═════ READING PASSAGE ═════
Mariafe Artacho del Solar (born 24 October 1993) is an Australian beach volleyball player. She represented Australia at the 2016 Summer Olympics in Rio de Janeiro and the 2020 Summer Olympics in Tokyo in 2021. Artacho del Solar plays as a right-side defender. According to the Women's FIVB World Rankings, she and partner Taliqua Clancy are ranked 5th as of 21 January 2020.

Early life
Artacho del Solar moved with her mother from Lima, Peru, to Sydney when she was 11 years old. They joined her older brother and extended family already living there. She spoke limited English and found that sport was the best way to communicate. She attended Gordon West Public School before she attended Killara High School, where she met her future Rio Olympics Beach Volleyball partner Nicole Laird.

Artacho del Solar was then offered an AIS Scholarship with the Beach Volleyball program in 2012 which saw her move to Adelaide, South Australia in which the Australian Beach Volleyball Program is located.

Professional career

Rio de Janeiro – 2016 Olympics
Artacho del Solar made her Olympic debut at the 2016 Summer Olympics in Rio de Janeiro with then partner Nicole Laird. The pair did not win a match in Rio, losing to the US, Switzerland and China in their preliminary pool matches to finish the tournament in 19th place.
═════ COLLECTED MATERIAL ═════
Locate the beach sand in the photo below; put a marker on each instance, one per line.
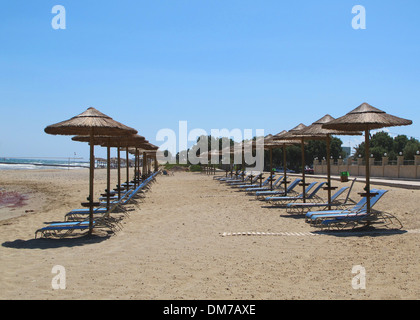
(171, 245)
═════
__EXERCISES TO COMPLETE__.
[1] Write out the part of the biography of Mariafe Artacho del Solar that runs from "Mariafe Artacho del" up to and including "21 January 2020.".
[2] Using the biography of Mariafe Artacho del Solar, answer these questions:
(a) At which high school did she meet Nicole Laird?
(b) In what year was she offered an AIS Scholarship?
(c) In what place did she and Nicole Laird finish at the 2016 Summer Olympics?

__ANSWERS IN ORDER__.
[1]
Mariafe Artacho del Solar (born 24 October 1993) is an Australian beach volleyball player. She represented Australia at the 2016 Summer Olympics in Rio de Janeiro and the 2020 Summer Olympics in Tokyo in 2021. Artacho del Solar plays as a right-side defender. According to the Women's FIVB World Rankings, she and partner Taliqua Clancy are ranked 5th as of 21 January 2020.

[2]
(a) Killara High School
(b) 2012
(c) 19th place